Task requirements: Report every line below that contains the word "jacket", copying each one in full. Case counts.
______________________________
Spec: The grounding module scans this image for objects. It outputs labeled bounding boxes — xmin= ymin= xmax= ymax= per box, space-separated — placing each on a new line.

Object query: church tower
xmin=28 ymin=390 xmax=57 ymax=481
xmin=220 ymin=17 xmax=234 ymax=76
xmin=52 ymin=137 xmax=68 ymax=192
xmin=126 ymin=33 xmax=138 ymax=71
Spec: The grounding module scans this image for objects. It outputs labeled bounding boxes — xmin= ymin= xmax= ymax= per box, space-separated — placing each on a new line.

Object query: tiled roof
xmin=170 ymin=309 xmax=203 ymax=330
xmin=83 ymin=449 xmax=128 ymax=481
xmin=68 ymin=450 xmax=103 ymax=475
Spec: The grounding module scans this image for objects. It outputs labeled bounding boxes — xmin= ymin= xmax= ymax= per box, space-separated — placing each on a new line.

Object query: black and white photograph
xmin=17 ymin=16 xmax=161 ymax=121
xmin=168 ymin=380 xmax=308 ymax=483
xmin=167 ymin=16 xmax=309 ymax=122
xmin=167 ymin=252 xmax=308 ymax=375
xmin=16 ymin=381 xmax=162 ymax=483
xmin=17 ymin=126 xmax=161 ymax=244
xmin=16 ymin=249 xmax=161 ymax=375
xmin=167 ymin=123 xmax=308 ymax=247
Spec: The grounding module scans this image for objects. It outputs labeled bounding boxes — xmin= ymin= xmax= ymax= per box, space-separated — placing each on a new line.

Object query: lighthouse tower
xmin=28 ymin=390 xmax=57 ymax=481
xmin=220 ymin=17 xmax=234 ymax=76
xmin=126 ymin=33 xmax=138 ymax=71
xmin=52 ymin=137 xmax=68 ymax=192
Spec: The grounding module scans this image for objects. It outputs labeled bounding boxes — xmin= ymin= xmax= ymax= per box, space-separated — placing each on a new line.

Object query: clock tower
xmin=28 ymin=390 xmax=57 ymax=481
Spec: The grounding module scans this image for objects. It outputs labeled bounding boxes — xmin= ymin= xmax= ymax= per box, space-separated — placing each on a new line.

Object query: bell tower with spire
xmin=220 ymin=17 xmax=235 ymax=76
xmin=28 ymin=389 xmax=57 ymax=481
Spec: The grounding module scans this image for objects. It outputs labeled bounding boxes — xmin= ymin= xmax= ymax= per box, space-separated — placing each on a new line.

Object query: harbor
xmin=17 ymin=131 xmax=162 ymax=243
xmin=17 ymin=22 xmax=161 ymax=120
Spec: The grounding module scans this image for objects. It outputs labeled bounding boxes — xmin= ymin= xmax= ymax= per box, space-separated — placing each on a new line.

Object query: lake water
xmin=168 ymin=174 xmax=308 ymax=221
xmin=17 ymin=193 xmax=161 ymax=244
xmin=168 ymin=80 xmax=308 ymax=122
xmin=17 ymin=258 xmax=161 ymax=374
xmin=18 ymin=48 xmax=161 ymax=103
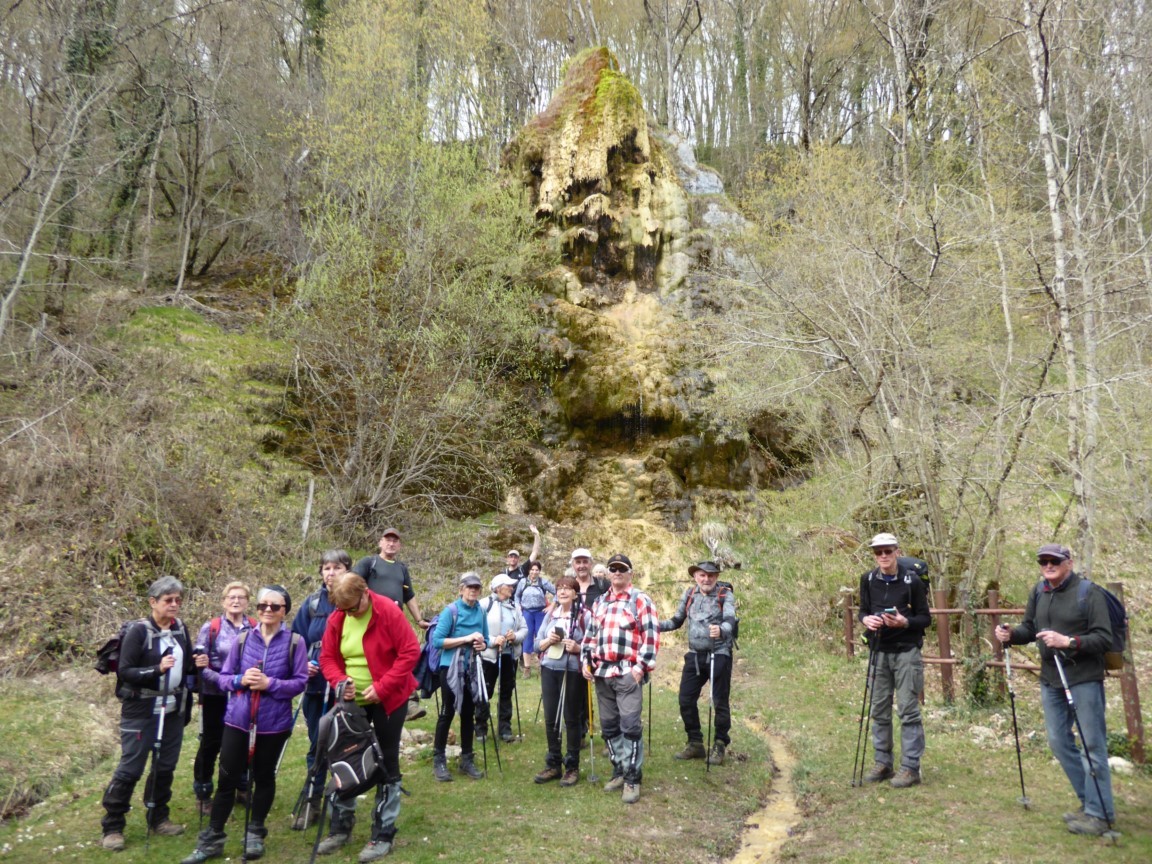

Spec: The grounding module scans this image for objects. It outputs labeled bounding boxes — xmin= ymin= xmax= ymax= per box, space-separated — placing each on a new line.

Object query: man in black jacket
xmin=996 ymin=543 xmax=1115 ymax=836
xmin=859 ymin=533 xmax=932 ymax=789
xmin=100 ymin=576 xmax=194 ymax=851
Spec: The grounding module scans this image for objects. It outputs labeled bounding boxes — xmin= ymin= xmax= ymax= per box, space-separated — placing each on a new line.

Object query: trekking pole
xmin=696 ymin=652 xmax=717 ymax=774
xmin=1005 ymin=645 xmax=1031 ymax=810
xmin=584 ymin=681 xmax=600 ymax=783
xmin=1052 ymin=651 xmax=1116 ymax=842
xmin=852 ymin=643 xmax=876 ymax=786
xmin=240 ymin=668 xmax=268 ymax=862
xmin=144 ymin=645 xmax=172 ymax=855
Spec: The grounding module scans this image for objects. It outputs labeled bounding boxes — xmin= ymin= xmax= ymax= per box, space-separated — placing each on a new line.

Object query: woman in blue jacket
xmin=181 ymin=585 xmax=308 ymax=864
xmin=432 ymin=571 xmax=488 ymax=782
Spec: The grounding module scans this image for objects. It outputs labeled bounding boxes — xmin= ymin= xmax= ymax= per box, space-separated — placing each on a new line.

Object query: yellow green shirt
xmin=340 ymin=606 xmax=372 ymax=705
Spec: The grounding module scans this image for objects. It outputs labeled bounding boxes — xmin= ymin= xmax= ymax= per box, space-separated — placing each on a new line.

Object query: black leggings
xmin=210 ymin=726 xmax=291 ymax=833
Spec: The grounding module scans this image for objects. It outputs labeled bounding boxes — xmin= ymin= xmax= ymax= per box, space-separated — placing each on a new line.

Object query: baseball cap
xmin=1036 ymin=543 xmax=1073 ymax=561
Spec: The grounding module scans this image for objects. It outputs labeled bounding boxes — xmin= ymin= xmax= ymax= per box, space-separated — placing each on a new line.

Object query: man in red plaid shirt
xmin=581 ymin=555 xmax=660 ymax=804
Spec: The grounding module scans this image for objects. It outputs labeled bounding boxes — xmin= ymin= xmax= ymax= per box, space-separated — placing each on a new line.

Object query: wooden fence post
______________________________
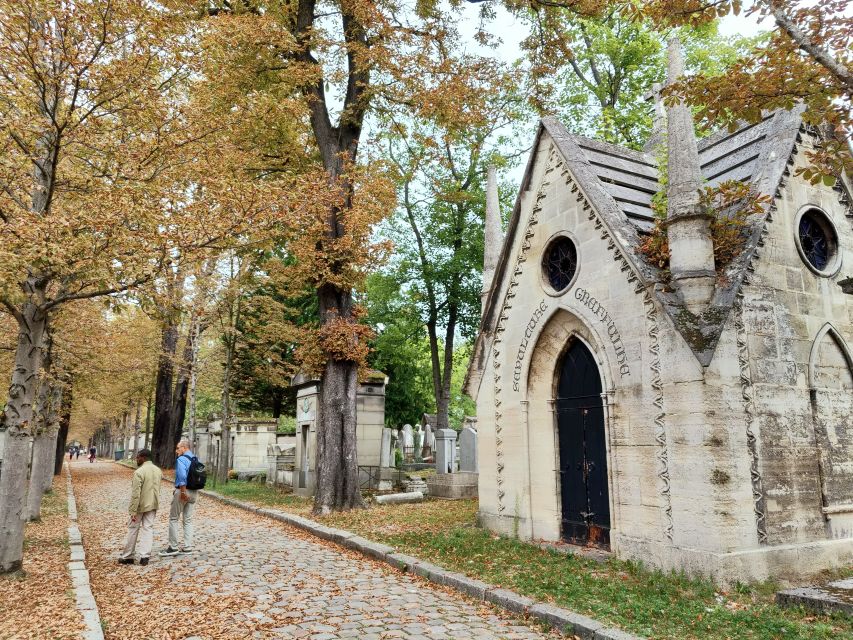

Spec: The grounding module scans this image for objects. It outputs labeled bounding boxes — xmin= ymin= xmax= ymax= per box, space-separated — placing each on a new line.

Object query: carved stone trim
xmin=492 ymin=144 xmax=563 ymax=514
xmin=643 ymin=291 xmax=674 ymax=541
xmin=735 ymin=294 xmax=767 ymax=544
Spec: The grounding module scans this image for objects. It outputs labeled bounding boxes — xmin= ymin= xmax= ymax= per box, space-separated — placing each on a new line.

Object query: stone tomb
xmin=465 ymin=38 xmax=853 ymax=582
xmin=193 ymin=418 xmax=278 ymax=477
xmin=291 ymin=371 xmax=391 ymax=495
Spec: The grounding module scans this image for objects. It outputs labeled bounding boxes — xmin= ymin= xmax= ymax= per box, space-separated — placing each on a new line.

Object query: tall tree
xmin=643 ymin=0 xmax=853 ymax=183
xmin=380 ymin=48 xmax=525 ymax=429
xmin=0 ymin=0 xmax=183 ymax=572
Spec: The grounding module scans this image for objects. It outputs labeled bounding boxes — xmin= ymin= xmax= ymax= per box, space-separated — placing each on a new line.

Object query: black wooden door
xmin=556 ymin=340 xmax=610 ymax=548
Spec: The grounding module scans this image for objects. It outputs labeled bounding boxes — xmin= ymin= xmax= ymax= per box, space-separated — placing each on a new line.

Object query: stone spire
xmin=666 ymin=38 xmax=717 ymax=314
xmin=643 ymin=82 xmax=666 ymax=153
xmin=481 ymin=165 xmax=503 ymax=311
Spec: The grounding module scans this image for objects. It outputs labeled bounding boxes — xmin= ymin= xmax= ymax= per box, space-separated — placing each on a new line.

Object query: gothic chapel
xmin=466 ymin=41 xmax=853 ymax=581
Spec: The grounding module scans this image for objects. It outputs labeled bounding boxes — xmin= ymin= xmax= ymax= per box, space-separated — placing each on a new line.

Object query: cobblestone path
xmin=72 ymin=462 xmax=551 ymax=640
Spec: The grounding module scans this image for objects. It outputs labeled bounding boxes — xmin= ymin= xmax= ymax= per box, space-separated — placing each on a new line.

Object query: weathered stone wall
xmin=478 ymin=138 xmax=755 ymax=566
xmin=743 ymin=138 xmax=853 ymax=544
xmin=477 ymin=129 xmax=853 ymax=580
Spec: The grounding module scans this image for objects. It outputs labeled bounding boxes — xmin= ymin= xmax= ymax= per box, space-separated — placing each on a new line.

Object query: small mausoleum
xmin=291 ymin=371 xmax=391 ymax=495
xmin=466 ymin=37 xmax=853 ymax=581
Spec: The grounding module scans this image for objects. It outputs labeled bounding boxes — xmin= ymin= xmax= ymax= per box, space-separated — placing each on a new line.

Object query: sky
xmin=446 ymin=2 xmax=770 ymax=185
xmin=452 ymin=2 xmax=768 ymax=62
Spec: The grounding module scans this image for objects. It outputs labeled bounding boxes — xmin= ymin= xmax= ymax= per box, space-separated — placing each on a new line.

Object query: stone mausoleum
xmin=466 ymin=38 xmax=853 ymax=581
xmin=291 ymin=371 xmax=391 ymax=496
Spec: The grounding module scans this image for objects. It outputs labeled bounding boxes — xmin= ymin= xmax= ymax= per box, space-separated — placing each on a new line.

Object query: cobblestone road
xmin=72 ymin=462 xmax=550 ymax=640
______________________________
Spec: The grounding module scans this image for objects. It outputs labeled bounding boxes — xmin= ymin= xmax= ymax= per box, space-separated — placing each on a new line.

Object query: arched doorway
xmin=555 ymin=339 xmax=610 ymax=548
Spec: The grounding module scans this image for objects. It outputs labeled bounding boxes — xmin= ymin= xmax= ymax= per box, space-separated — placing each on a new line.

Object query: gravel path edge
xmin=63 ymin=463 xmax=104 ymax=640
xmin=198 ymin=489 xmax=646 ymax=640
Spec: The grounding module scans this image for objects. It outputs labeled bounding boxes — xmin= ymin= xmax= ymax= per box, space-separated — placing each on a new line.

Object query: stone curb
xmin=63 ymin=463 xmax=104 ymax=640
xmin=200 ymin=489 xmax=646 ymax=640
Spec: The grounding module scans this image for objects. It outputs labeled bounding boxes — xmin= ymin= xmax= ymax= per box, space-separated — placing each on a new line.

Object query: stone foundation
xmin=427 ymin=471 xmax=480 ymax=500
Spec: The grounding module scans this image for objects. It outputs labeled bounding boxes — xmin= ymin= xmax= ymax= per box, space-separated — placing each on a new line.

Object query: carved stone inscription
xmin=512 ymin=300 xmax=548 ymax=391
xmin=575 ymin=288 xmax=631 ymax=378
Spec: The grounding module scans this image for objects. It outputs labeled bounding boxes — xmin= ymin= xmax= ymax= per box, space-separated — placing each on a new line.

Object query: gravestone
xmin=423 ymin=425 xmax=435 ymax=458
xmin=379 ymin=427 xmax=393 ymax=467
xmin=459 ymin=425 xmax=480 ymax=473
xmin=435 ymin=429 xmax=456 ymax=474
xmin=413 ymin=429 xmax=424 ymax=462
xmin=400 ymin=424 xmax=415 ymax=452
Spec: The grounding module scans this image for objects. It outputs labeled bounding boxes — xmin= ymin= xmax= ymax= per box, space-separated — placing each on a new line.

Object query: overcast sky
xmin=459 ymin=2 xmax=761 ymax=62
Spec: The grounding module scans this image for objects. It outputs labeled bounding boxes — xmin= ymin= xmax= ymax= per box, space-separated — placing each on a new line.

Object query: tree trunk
______________________________
Result below:
Object query: man in black jacket
Object query: woman in blue jacket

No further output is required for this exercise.